**REQUIREMENTS:**
Rewrite the data, replacing every "graffiti" with "mural" and leaving everything else unchanged. Omit the pictures from your output.

**INFORMATION SHOWN:**
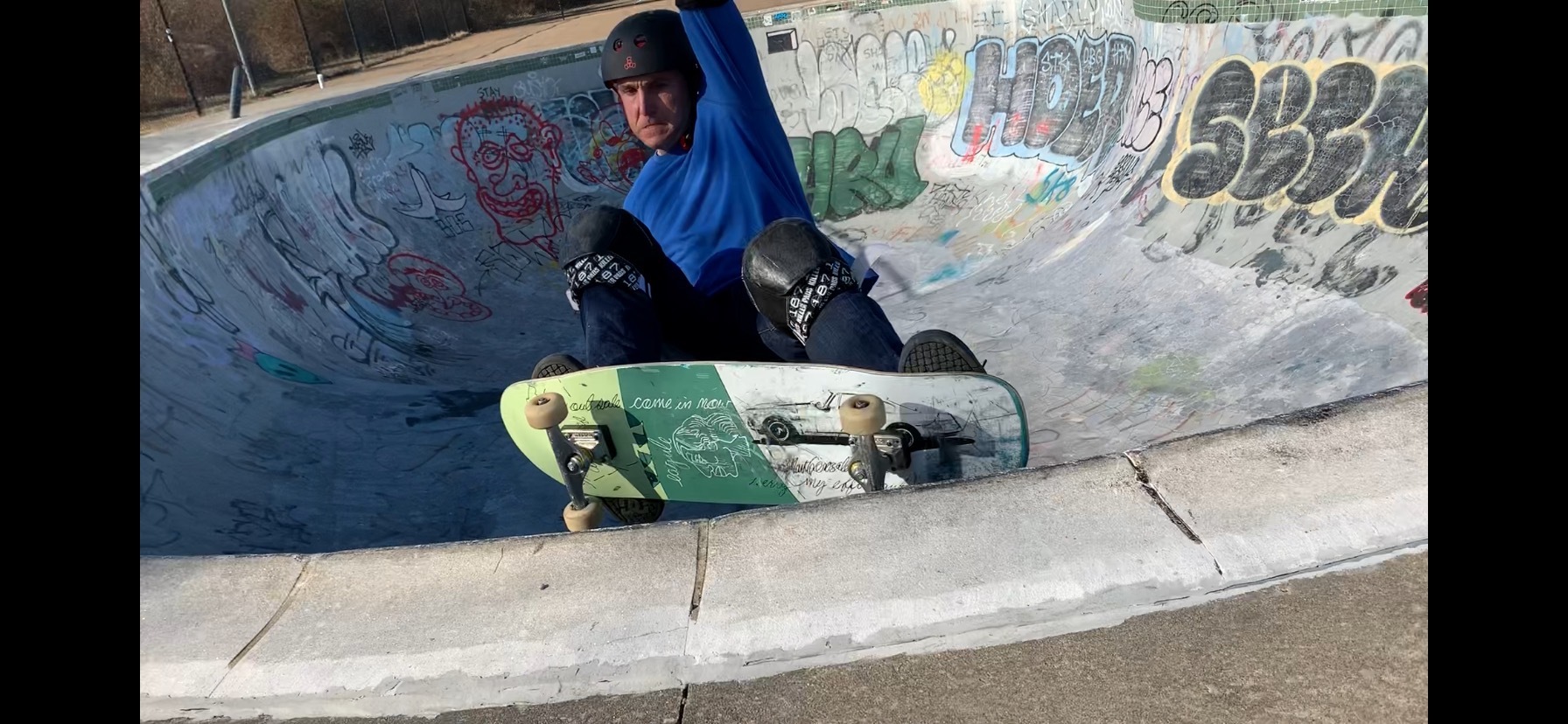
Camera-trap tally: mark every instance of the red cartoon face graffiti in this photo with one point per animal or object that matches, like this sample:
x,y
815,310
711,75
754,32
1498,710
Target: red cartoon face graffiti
x,y
513,158
613,154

**TASK ANSWER:**
Camera-trap tally: mark every instance of the red cartoon face mural in this photo with one point per animal or object that matches, like this sample:
x,y
815,310
711,75
754,32
1498,710
Target: red cartoon face mural
x,y
513,158
613,154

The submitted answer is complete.